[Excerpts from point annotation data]

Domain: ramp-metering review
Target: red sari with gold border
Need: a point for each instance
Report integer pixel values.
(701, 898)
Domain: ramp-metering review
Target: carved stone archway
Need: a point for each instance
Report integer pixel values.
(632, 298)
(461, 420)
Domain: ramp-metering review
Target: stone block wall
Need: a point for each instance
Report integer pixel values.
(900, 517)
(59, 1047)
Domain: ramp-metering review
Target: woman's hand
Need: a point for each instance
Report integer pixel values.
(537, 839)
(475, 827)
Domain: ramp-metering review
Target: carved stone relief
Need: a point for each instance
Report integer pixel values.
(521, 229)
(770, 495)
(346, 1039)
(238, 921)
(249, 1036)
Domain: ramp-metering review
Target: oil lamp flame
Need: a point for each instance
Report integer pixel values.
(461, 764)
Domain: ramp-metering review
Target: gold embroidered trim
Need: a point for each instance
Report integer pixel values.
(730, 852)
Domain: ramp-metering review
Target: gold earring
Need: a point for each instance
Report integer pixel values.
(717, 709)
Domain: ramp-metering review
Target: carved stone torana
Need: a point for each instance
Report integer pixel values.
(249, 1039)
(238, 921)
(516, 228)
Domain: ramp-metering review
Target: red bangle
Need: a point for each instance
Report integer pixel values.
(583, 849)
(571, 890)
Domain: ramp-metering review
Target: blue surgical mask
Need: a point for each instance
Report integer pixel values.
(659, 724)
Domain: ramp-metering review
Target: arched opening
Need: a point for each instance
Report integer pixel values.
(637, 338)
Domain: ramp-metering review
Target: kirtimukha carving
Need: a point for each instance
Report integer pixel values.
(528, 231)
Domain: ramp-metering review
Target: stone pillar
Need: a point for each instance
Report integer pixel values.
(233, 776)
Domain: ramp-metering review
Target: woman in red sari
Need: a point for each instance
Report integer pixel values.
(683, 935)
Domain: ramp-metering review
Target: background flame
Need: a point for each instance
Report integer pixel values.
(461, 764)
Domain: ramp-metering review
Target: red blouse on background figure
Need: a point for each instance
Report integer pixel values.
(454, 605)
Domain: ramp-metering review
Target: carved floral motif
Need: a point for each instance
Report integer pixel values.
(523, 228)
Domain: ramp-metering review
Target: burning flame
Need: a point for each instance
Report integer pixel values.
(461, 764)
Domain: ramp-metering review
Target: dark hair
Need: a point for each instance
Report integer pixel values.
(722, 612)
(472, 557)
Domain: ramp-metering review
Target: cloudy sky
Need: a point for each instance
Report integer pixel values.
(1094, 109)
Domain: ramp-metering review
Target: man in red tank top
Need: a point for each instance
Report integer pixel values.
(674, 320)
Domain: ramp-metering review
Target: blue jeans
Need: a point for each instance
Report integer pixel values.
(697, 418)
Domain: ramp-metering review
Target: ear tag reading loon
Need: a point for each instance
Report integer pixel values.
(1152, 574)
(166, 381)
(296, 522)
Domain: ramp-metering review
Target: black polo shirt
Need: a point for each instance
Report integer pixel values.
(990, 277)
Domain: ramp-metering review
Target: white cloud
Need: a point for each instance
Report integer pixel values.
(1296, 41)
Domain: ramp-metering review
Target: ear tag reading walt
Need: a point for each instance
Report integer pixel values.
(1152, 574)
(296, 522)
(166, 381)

■ DO THIS
Extract each entry in full, exactly as given.

■ TASK OUTPUT
Domain: ramp-metering review
Target: red sari with gold border
Need: a point for each instance
Report integer pixel values.
(701, 898)
Domain: ramp-metering review
Target: carved stone archway
Need: a point for each instance
Report integer pixel values.
(632, 298)
(461, 420)
Domain: ramp-metering review
Target: stone block wall
Need: a point for each instance
Report integer pixel values.
(900, 517)
(59, 1047)
Domain: ramp-metering review
Target: woman's hand
Need: a point for each instance
Report integer pixel values.
(537, 839)
(475, 827)
Domain: ramp-metering review
Target: carved stone relief
Need: a point for each instance
Report integer pixel values.
(521, 229)
(770, 495)
(346, 1039)
(238, 921)
(249, 1036)
Domain: ramp-metering review
Target: oil lamp flame
Need: a point for each instance
Report integer pixel values.
(461, 764)
Domain: ramp-metering review
Target: gold embroidered trim
Need: a point for each instance
Report integer pixel values.
(730, 852)
Domain: ramp-metering review
Target: gold earring
Need: a point for each instance
Report integer pixel values.
(717, 709)
Domain: ramp-metering review
Target: carved stone torana
Need: a point for each instance
Report integer pixel values.
(249, 1039)
(238, 921)
(516, 228)
Domain: ramp-metering review
Target: red bangle
Need: a point for each instance
Report integer pixel values.
(583, 849)
(571, 890)
Domain: ramp-metering review
Target: blue surgical mask
Need: a point for each instance
Report integer pixel values.
(659, 724)
Domain: ramp-metering review
Target: arched opening
Need: a point for each instance
Report integer pixel values.
(637, 338)
Domain: ramp-metering review
Target: kirtimukha carving
Need: a point for each instance
Report integer pixel values.
(528, 231)
Domain: ramp-metering review
Target: stone pillar
Need: a point for each instance
Report integer pixel values.
(233, 776)
Domain: ramp-metering review
Target: woman in red sari
Need: a point for each instance
Report integer pixel values.
(683, 935)
Domain: ramp-metering review
Target: background flame
Need: a point for each instance
Report integer pixel values.
(461, 764)
Domain: ramp-metering review
Target: red blouse on background figure
Need: a point for each instance
Report integer pixel values.
(454, 605)
Domain: ramp-metering review
Target: carved floral motif
Need: a point for each instance
Report integer pixel values.
(523, 228)
Domain: ramp-metering review
Target: burning flame
Need: a point for each instance
Report integer pixel values.
(461, 764)
Domain: ramp-metering review
Target: dark hair
Need: a point for each instance
Report integer pixel values.
(722, 612)
(472, 557)
Domain: ramp-metering review
Target: cloudy sky
Need: a point for each instance
Report integer pixel values.
(1094, 109)
Domain: ramp-metering review
Target: man in red tank top
Need: a point for each instance
Report integer pixel values.
(674, 320)
Domain: ramp-metering review
Target: blue jeans
Need: a point for each instance
Report integer pixel values.
(697, 418)
Domain: ramp-metering review
Target: ear tag reading loon
Need: a point for each instance
Report integer pixel values.
(1152, 574)
(166, 381)
(296, 522)
Domain: ramp-metering review
Target: black polo shirt
Need: a point for each instance
Report integer pixel values.
(990, 277)
Domain: ramp-metering review
Target: white cloud
Need: a point for each instance
Report integer pixel values.
(1296, 41)
Domain: ramp-metering review
Target: ear tag reading walt
Need: a point for each instance
Report integer pixel values.
(1152, 574)
(296, 522)
(166, 381)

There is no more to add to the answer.